**SET EXERCISE**
Print each of the lines below verbatim, keeping their order and wording unchanged.

**DATA SHOWN**
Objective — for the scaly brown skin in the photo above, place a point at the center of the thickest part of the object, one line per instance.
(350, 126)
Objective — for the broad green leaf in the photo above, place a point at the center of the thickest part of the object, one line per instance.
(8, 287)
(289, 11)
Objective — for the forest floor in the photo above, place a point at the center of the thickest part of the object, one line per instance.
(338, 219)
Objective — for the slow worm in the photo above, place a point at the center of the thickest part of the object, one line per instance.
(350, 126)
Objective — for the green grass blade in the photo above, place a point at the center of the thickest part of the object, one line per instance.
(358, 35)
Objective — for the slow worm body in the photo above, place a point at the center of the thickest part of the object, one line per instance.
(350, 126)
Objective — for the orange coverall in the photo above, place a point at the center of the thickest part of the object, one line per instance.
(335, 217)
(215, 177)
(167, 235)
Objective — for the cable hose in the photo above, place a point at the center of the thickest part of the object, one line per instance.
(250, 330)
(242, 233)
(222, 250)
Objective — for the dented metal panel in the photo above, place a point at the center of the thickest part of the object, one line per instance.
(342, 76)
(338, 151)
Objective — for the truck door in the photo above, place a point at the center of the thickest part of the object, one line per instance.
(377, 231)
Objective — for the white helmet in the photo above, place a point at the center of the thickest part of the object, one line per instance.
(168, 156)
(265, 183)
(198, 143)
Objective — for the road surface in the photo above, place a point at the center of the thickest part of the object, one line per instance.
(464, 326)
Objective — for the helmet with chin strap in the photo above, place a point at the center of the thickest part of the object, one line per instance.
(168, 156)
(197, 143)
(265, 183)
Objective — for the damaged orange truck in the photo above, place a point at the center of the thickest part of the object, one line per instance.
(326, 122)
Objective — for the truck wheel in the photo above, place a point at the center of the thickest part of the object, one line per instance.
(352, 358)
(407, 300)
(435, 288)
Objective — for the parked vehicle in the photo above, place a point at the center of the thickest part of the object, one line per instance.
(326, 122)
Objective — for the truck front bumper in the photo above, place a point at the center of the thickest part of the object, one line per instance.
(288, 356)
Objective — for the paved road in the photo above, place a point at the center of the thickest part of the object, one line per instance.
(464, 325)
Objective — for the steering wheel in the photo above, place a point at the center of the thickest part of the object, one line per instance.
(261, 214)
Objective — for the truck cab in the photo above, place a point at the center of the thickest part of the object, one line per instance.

**FULL ANSWER**
Objective — for the scaly brown skin in the photo above, place a point at the center of the thickest part of the object, one line per instance.
(350, 126)
Objective — for the broad green leaf in the photo above, place a point at the center of the thickest part of the object, one line per instance.
(8, 287)
(289, 11)
Objective — for the forest floor in the photo above, place a point at the center of the thickest part of the object, one line per instance.
(338, 219)
Objective — for the slow worm in the photo above, place a point at the center of the thickest part of the object, one line per instance.
(350, 126)
Objective — for the green grass blade in the photo above, place a point at the center of the thickest part of the object, one line per instance.
(358, 35)
Objective — for the slow worm body in the photo above, place a point at the center of the thickest part of the object, one line per instance.
(350, 126)
Objective — for the orange coverall in the photo above, place a point at the center of the thickest part of the object, one line per instance.
(335, 217)
(215, 177)
(167, 235)
Objective — for the cable hose in the photo above, place a point at the center of the thickest part of the object, one line per instance.
(250, 330)
(242, 233)
(222, 250)
Objective — for the dented metal panel in the photo above, place a point at the center of the thickest part of the object, one line per instance.
(342, 76)
(338, 151)
Objective — for the truck door in the photo above, place a point at the center of the thickest part of the object, one line per instance.
(377, 231)
Objective — for the white helmet in the photo above, place a point at the center of the thickest part of the object, one line per instance.
(168, 156)
(265, 183)
(198, 143)
Objective — for the road surface in the photo above, place a point at the center of the thickest part of the object, one line per instance.
(464, 326)
Objective — for the helmet with chin strap in the photo above, place a point at the center of the thickest part of the object, one line per instance.
(168, 156)
(197, 143)
(265, 183)
Objective — for the damaged orange truck in the photo above, place a point at the center of the thickest part of the object, one line per instance.
(326, 122)
Objective — for the truck wheel in the photo above, place a point at the center of the thickest part of the object, one line per instance.
(352, 358)
(407, 300)
(435, 288)
Objective — for the parked vehicle in the photo above, place a point at the center of the thickest part of the object, one line per instance.
(326, 122)
Objective — for the truck front bumper in the photo above, place a point at the center of the thickest part of the object, one line per instance.
(288, 356)
Objective — for the paved road in the photo above, place a point at the center of the thickest part of the object, one line per instance.
(464, 325)
Objective — for the steering wheel in the photo above, place a point at the center of the thickest part of the object, one line per instance.
(261, 214)
Objective — for the truck cab in the photo above, place a point at the center of the thickest part of the object, one line per instance.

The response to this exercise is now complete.